:: DATA ROWS ::
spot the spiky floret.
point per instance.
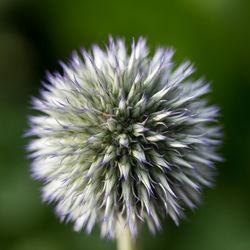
(123, 136)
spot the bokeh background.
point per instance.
(215, 34)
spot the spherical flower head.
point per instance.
(123, 137)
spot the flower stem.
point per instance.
(123, 238)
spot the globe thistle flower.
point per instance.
(123, 137)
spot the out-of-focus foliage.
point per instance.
(215, 34)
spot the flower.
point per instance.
(123, 136)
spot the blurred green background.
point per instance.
(215, 34)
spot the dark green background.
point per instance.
(215, 34)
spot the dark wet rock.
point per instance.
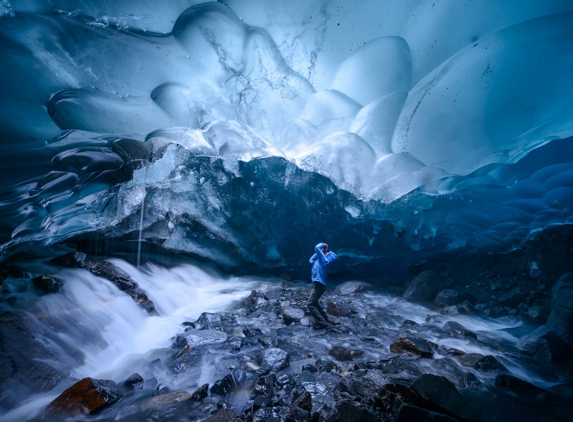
(224, 415)
(235, 342)
(70, 260)
(342, 354)
(284, 380)
(455, 329)
(518, 385)
(365, 383)
(261, 401)
(442, 393)
(255, 300)
(448, 297)
(85, 397)
(300, 408)
(463, 308)
(252, 332)
(273, 293)
(410, 413)
(351, 411)
(165, 403)
(337, 309)
(107, 270)
(208, 321)
(203, 337)
(561, 318)
(291, 315)
(412, 346)
(265, 414)
(225, 386)
(424, 287)
(268, 341)
(539, 313)
(274, 358)
(134, 382)
(310, 368)
(47, 284)
(402, 367)
(201, 393)
(513, 298)
(544, 344)
(350, 287)
(489, 364)
(264, 386)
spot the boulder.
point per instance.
(342, 354)
(539, 313)
(224, 415)
(366, 383)
(208, 321)
(513, 298)
(449, 297)
(409, 413)
(351, 411)
(47, 284)
(337, 309)
(201, 393)
(203, 337)
(275, 359)
(442, 393)
(134, 382)
(457, 330)
(252, 332)
(412, 346)
(424, 287)
(518, 385)
(291, 315)
(300, 408)
(544, 344)
(85, 397)
(561, 318)
(350, 287)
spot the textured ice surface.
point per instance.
(219, 127)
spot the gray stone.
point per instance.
(412, 346)
(539, 312)
(351, 287)
(561, 318)
(202, 337)
(291, 315)
(409, 413)
(443, 394)
(544, 344)
(448, 297)
(275, 359)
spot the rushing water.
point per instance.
(111, 337)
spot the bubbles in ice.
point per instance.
(381, 66)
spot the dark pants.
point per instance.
(314, 306)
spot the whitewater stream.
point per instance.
(102, 333)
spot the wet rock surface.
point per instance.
(386, 360)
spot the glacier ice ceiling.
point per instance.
(244, 131)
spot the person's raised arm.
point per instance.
(320, 254)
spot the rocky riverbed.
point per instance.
(386, 359)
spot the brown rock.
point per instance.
(85, 397)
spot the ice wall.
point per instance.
(424, 111)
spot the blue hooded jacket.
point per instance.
(319, 263)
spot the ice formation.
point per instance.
(121, 118)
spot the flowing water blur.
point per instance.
(113, 337)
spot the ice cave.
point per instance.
(168, 168)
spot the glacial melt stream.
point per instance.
(113, 337)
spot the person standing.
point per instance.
(320, 260)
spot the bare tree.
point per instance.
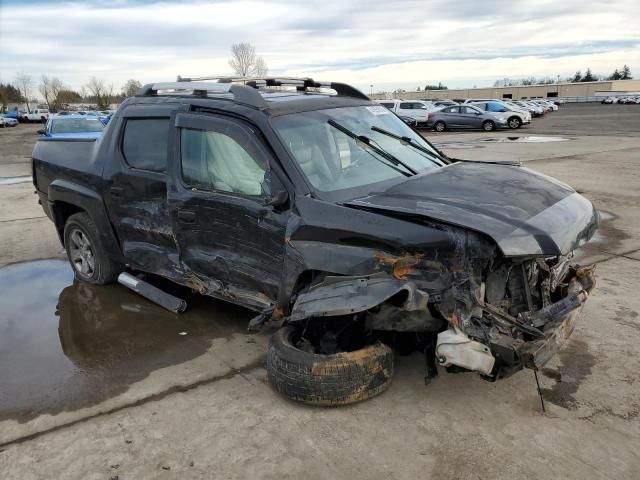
(24, 83)
(260, 68)
(101, 92)
(131, 88)
(245, 62)
(50, 89)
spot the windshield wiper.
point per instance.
(406, 141)
(363, 139)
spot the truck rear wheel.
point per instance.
(327, 380)
(88, 258)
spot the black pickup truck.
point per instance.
(322, 211)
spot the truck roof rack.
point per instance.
(245, 89)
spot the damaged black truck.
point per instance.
(324, 213)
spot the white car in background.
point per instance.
(415, 109)
(516, 117)
(536, 110)
(36, 115)
(544, 104)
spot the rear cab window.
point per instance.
(144, 143)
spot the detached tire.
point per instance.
(89, 260)
(327, 380)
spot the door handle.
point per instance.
(186, 216)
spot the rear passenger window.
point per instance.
(145, 143)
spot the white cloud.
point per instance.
(387, 44)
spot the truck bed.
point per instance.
(70, 159)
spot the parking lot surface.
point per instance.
(98, 383)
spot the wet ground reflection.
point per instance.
(65, 344)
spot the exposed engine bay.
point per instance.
(470, 309)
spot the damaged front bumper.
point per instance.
(558, 320)
(527, 340)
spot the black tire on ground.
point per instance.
(86, 255)
(327, 380)
(488, 126)
(514, 122)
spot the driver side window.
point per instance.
(213, 160)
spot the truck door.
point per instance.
(220, 181)
(136, 189)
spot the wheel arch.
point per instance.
(66, 198)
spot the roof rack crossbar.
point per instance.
(245, 89)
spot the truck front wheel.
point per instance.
(88, 258)
(326, 380)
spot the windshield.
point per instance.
(333, 161)
(76, 125)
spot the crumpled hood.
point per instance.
(524, 212)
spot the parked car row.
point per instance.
(624, 100)
(485, 114)
(6, 121)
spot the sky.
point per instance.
(374, 45)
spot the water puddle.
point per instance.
(576, 365)
(525, 139)
(608, 238)
(65, 344)
(14, 180)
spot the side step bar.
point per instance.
(148, 291)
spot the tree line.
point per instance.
(56, 95)
(623, 73)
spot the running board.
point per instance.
(154, 294)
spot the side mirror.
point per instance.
(278, 199)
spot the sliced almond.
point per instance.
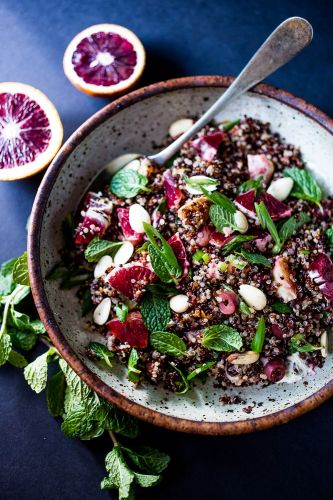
(243, 358)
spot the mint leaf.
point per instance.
(5, 348)
(236, 243)
(16, 359)
(127, 183)
(281, 307)
(101, 353)
(97, 248)
(298, 343)
(155, 310)
(255, 258)
(133, 373)
(146, 480)
(222, 338)
(20, 270)
(55, 394)
(259, 338)
(148, 459)
(305, 186)
(122, 312)
(167, 343)
(120, 476)
(200, 369)
(36, 372)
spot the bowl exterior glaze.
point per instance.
(139, 122)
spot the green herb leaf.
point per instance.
(97, 248)
(236, 243)
(200, 369)
(36, 372)
(281, 307)
(222, 338)
(122, 312)
(101, 353)
(20, 270)
(127, 183)
(168, 343)
(251, 184)
(259, 338)
(229, 125)
(120, 476)
(55, 394)
(305, 186)
(299, 344)
(162, 256)
(148, 459)
(155, 310)
(133, 373)
(255, 258)
(267, 223)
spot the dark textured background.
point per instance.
(184, 37)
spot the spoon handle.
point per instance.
(286, 41)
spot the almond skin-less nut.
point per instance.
(281, 188)
(179, 303)
(178, 127)
(124, 253)
(137, 215)
(253, 297)
(243, 358)
(102, 312)
(102, 265)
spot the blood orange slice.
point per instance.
(104, 59)
(30, 131)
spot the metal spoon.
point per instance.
(286, 41)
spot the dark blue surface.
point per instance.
(182, 38)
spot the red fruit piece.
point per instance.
(131, 280)
(173, 194)
(129, 234)
(276, 209)
(321, 269)
(228, 301)
(260, 166)
(275, 370)
(179, 250)
(96, 212)
(208, 145)
(132, 330)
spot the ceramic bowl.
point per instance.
(139, 122)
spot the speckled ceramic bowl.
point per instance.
(138, 123)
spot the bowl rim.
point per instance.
(46, 314)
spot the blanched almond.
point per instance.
(102, 265)
(286, 287)
(178, 127)
(102, 312)
(253, 297)
(243, 358)
(281, 188)
(124, 253)
(137, 215)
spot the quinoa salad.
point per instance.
(217, 265)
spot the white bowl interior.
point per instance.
(140, 128)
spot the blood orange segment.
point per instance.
(96, 215)
(131, 280)
(104, 59)
(179, 250)
(129, 234)
(132, 330)
(30, 131)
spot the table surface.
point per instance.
(183, 37)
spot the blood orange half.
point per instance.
(30, 131)
(104, 60)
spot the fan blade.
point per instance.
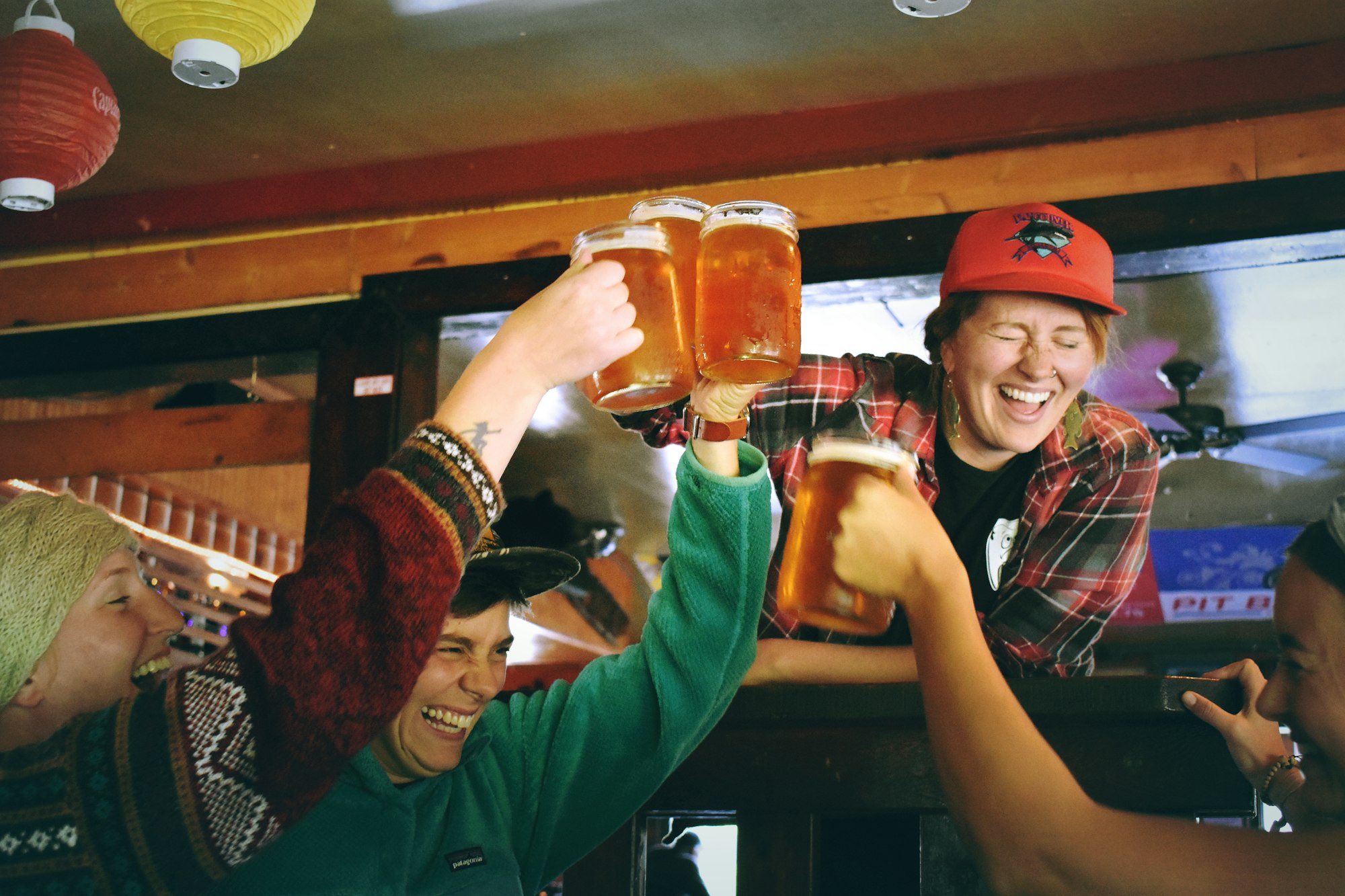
(1157, 421)
(1297, 424)
(1269, 459)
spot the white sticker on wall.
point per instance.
(375, 385)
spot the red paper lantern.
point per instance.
(59, 116)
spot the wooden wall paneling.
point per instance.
(155, 440)
(1139, 222)
(356, 434)
(114, 283)
(274, 495)
(1289, 146)
(274, 264)
(1054, 110)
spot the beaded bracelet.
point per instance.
(1277, 767)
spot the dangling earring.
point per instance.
(952, 413)
(1074, 425)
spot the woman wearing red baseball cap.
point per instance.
(1044, 490)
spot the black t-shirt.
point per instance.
(980, 510)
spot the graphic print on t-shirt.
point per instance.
(999, 546)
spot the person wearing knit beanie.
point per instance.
(73, 606)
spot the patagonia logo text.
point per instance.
(466, 858)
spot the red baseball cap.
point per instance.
(1031, 248)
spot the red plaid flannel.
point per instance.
(1085, 526)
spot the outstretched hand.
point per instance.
(723, 401)
(1254, 741)
(891, 544)
(580, 323)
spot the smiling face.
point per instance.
(462, 677)
(115, 633)
(1016, 365)
(1308, 689)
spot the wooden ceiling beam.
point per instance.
(157, 440)
(1069, 108)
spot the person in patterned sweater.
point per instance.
(1044, 489)
(465, 792)
(167, 788)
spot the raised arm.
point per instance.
(1031, 826)
(365, 608)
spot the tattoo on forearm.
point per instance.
(477, 438)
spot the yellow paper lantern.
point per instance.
(209, 41)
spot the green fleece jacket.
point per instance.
(548, 776)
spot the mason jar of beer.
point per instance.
(664, 368)
(748, 299)
(809, 588)
(681, 217)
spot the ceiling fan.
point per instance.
(1187, 430)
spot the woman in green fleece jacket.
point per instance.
(512, 794)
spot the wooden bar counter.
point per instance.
(835, 788)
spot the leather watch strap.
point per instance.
(699, 427)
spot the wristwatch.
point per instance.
(699, 427)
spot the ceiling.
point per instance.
(365, 85)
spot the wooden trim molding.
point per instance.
(54, 287)
(894, 130)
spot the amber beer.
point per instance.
(664, 368)
(809, 588)
(681, 217)
(748, 299)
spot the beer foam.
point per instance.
(765, 214)
(633, 236)
(890, 456)
(669, 208)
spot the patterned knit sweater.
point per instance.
(167, 791)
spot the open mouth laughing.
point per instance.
(447, 720)
(1026, 401)
(149, 674)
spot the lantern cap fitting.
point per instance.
(46, 24)
(28, 194)
(931, 9)
(206, 64)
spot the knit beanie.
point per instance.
(50, 548)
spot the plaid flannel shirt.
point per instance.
(1085, 526)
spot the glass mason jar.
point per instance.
(809, 588)
(750, 294)
(664, 368)
(681, 217)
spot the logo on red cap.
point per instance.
(1044, 235)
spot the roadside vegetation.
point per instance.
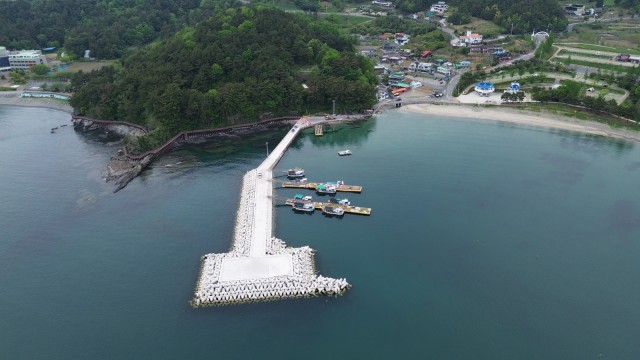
(238, 67)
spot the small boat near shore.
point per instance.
(295, 173)
(332, 211)
(300, 197)
(302, 206)
(325, 189)
(339, 201)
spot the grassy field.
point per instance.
(594, 47)
(578, 113)
(480, 26)
(619, 37)
(565, 52)
(610, 67)
(347, 21)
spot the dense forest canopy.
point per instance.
(106, 27)
(239, 66)
(525, 15)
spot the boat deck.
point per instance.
(358, 210)
(313, 185)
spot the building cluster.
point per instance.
(440, 8)
(628, 58)
(469, 39)
(581, 10)
(21, 59)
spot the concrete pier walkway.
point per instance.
(260, 267)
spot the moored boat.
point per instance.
(339, 201)
(332, 211)
(325, 189)
(295, 173)
(303, 206)
(300, 197)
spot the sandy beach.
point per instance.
(515, 116)
(497, 114)
(16, 100)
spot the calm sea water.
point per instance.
(487, 241)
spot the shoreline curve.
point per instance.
(523, 117)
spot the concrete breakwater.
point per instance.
(258, 266)
(220, 285)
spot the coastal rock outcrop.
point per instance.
(121, 170)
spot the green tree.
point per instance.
(40, 69)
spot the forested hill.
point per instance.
(525, 15)
(241, 65)
(106, 27)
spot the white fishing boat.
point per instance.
(302, 206)
(332, 211)
(295, 173)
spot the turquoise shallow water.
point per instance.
(487, 241)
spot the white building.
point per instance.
(443, 70)
(25, 59)
(4, 60)
(471, 38)
(382, 3)
(440, 8)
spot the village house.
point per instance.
(471, 38)
(574, 9)
(440, 8)
(390, 47)
(402, 38)
(484, 49)
(385, 4)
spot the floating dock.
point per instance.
(260, 267)
(313, 185)
(358, 210)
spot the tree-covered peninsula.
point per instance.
(240, 66)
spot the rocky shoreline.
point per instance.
(121, 169)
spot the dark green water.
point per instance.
(487, 241)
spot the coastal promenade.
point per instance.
(260, 267)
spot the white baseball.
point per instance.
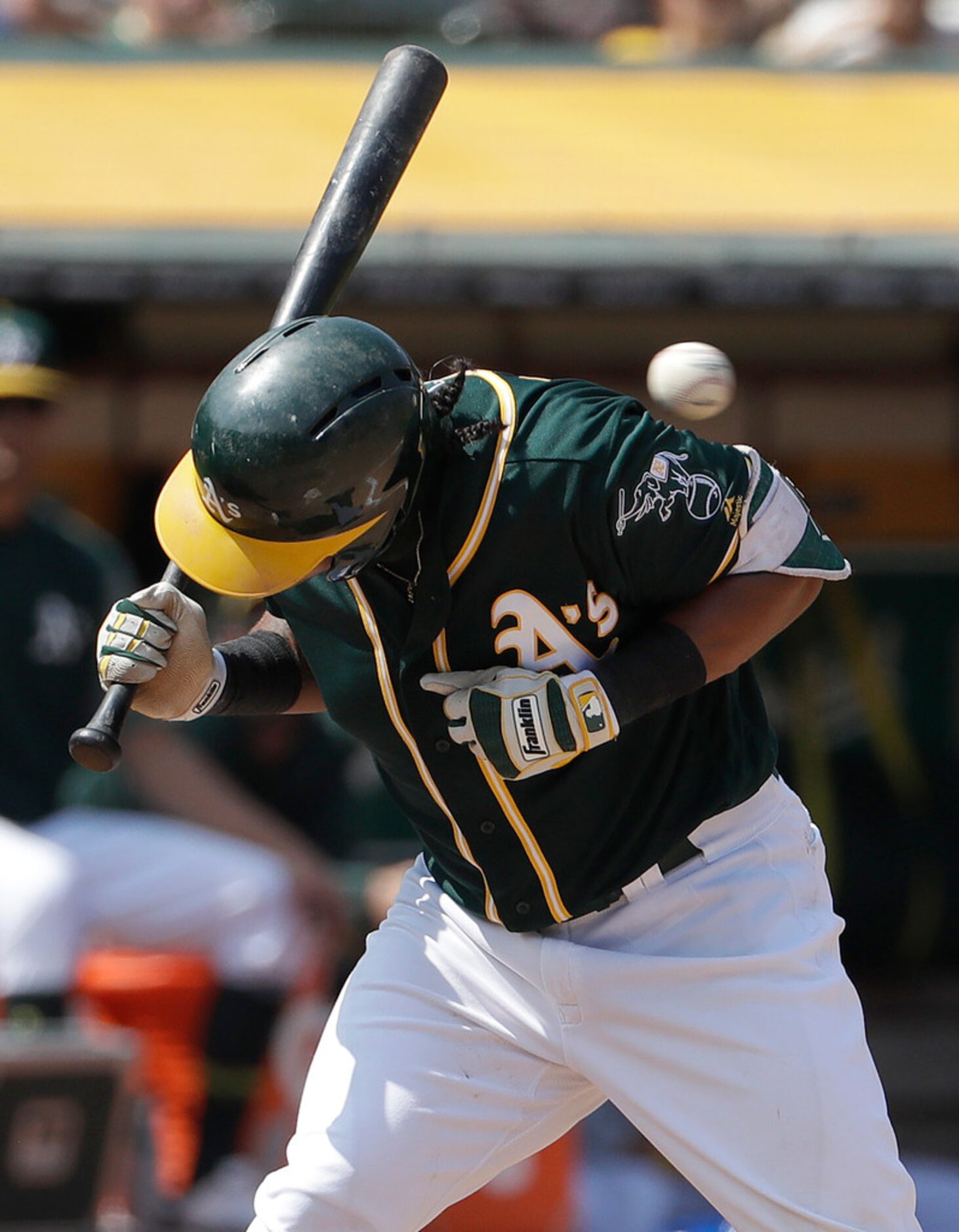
(693, 380)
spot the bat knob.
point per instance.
(95, 749)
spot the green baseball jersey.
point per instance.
(544, 546)
(61, 575)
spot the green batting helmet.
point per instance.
(307, 446)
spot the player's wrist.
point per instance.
(659, 667)
(213, 689)
(262, 676)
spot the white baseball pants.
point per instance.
(87, 876)
(710, 1006)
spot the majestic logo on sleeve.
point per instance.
(529, 728)
(664, 482)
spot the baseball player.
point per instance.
(73, 878)
(537, 606)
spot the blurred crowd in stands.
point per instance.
(825, 33)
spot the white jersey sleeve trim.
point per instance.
(779, 535)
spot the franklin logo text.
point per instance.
(529, 728)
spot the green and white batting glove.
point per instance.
(158, 641)
(524, 722)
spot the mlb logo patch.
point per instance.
(591, 707)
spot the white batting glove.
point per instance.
(158, 640)
(524, 722)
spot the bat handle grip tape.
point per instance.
(96, 747)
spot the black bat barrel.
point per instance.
(384, 138)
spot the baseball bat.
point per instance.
(398, 106)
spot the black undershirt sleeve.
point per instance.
(263, 676)
(659, 667)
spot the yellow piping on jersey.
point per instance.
(534, 853)
(520, 827)
(508, 417)
(726, 560)
(517, 821)
(392, 707)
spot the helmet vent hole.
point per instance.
(325, 421)
(251, 359)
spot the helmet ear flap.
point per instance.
(365, 548)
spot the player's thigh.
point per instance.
(432, 1077)
(155, 881)
(734, 1039)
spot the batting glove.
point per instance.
(158, 640)
(524, 722)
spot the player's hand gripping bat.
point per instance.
(394, 117)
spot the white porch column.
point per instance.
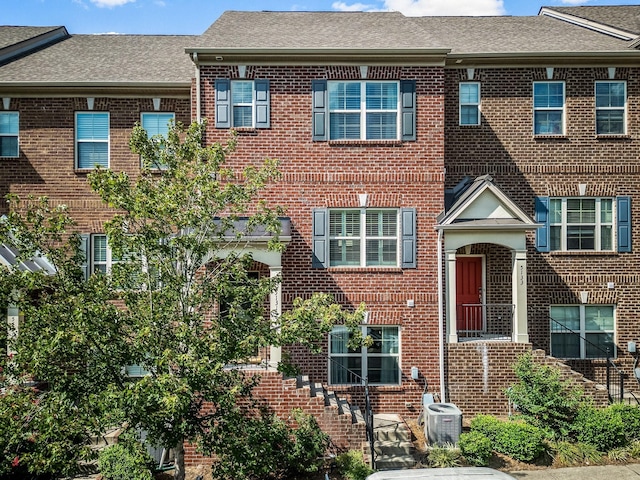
(519, 296)
(451, 295)
(275, 304)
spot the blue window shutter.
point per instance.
(262, 113)
(409, 238)
(624, 224)
(223, 103)
(84, 251)
(408, 94)
(320, 238)
(543, 232)
(320, 110)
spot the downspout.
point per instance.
(194, 58)
(443, 393)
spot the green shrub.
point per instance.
(476, 448)
(265, 446)
(600, 427)
(630, 416)
(518, 440)
(126, 460)
(444, 456)
(567, 454)
(352, 466)
(543, 399)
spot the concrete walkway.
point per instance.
(608, 472)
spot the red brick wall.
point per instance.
(323, 174)
(525, 166)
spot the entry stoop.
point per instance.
(393, 446)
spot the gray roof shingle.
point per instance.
(315, 30)
(623, 17)
(106, 59)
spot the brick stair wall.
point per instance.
(343, 422)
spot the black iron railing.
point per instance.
:::
WHAT YOU SHOULD DO:
Leaving out every picture, transcribe exactly the lines from the line that contains "spot the green and white batting glove." through the final line of the entries above.

SOLUTION FOR THIS TASK:
spot the green and white batting glove.
point per instance.
(158, 641)
(524, 722)
spot the mlb logo patch.
point per instance.
(591, 707)
spot the white batting glove.
point per instance.
(158, 640)
(524, 722)
spot the bat handle grip tape.
point per instance.
(96, 747)
spot the black bat barrel.
point per instance.
(384, 138)
spot the baseball bat.
point per instance.
(398, 106)
spot the black undershirt sleeve.
point per instance.
(263, 676)
(659, 667)
spot the yellow piping on jersey.
point per instance.
(534, 853)
(520, 827)
(508, 417)
(726, 560)
(517, 821)
(392, 707)
spot the helmet vent hole.
point per instance.
(325, 421)
(251, 359)
spot the helmet ear flap.
point per instance.
(365, 548)
spot the player's thigh.
point per instance.
(432, 1077)
(155, 881)
(734, 1039)
spot the batting glove.
point per instance.
(158, 640)
(524, 722)
spot the player's hand gripping bat.
point per instance.
(394, 117)
spot the white porch column.
point per instance.
(519, 296)
(451, 295)
(275, 304)
spot the blue window shutter.
point per instance.
(262, 113)
(409, 238)
(624, 224)
(223, 103)
(84, 251)
(408, 94)
(320, 238)
(543, 232)
(320, 110)
spot the downspout.
point per instance.
(194, 58)
(443, 393)
spot the green shrub.
point per instance.
(476, 448)
(265, 446)
(600, 427)
(630, 416)
(518, 440)
(126, 460)
(444, 456)
(567, 454)
(352, 466)
(543, 399)
spot the concrete walkway.
point per instance.
(608, 472)
spot the red brick wall.
point per instance.
(323, 174)
(525, 166)
spot the entry stoop.
point per instance.
(393, 446)
spot the gray roof shingle.
point per instance.
(315, 30)
(623, 17)
(106, 59)
spot the brick stair wall.
point per instance.
(343, 422)
spot the black iron railing.
point per instance.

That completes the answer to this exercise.